• _Task statement_
Locate every line in the listing below that contains the word "sign" and copy each of those lines. Case counts.
---
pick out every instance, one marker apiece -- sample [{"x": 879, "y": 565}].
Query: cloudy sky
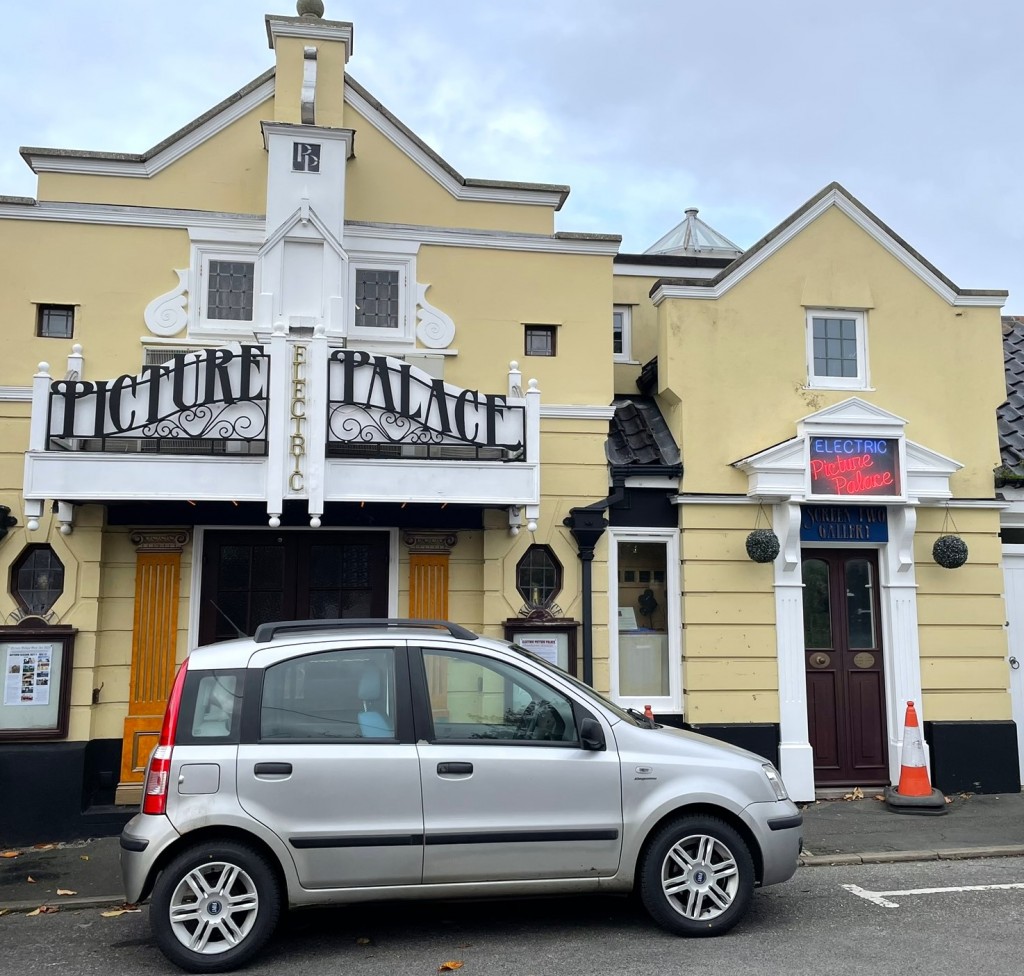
[{"x": 744, "y": 109}]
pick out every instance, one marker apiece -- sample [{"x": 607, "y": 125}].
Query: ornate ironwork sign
[
  {"x": 378, "y": 400},
  {"x": 218, "y": 395}
]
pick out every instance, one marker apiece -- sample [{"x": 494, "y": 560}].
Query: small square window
[
  {"x": 229, "y": 290},
  {"x": 377, "y": 298},
  {"x": 540, "y": 340},
  {"x": 837, "y": 353},
  {"x": 622, "y": 327},
  {"x": 55, "y": 322}
]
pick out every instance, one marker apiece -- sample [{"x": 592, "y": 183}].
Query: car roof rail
[{"x": 266, "y": 632}]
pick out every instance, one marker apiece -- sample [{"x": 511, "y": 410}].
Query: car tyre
[
  {"x": 696, "y": 877},
  {"x": 214, "y": 906}
]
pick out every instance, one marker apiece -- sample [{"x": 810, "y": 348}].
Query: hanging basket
[
  {"x": 762, "y": 545},
  {"x": 949, "y": 552}
]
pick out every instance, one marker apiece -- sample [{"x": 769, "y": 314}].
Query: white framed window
[
  {"x": 381, "y": 305},
  {"x": 645, "y": 626},
  {"x": 837, "y": 348},
  {"x": 225, "y": 288},
  {"x": 622, "y": 328}
]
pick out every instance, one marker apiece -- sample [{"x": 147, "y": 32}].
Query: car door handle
[
  {"x": 455, "y": 769},
  {"x": 272, "y": 769}
]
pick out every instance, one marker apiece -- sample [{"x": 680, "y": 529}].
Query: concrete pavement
[{"x": 858, "y": 830}]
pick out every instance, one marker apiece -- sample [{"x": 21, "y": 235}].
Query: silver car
[{"x": 339, "y": 761}]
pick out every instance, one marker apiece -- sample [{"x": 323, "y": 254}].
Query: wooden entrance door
[
  {"x": 251, "y": 578},
  {"x": 845, "y": 680}
]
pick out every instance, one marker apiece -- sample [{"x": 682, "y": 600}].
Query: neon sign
[{"x": 854, "y": 466}]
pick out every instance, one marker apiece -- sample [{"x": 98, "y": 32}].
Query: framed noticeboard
[
  {"x": 36, "y": 665},
  {"x": 553, "y": 639}
]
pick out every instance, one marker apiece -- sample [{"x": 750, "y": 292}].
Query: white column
[
  {"x": 796, "y": 756},
  {"x": 901, "y": 647}
]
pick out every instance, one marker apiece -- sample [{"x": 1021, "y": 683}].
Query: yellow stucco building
[{"x": 290, "y": 363}]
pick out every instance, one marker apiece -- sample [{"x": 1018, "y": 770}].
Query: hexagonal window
[
  {"x": 37, "y": 579},
  {"x": 539, "y": 576}
]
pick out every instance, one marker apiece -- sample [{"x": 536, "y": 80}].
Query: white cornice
---
• _Response to the exercise_
Query: ornate ironwork sign
Query: neon sign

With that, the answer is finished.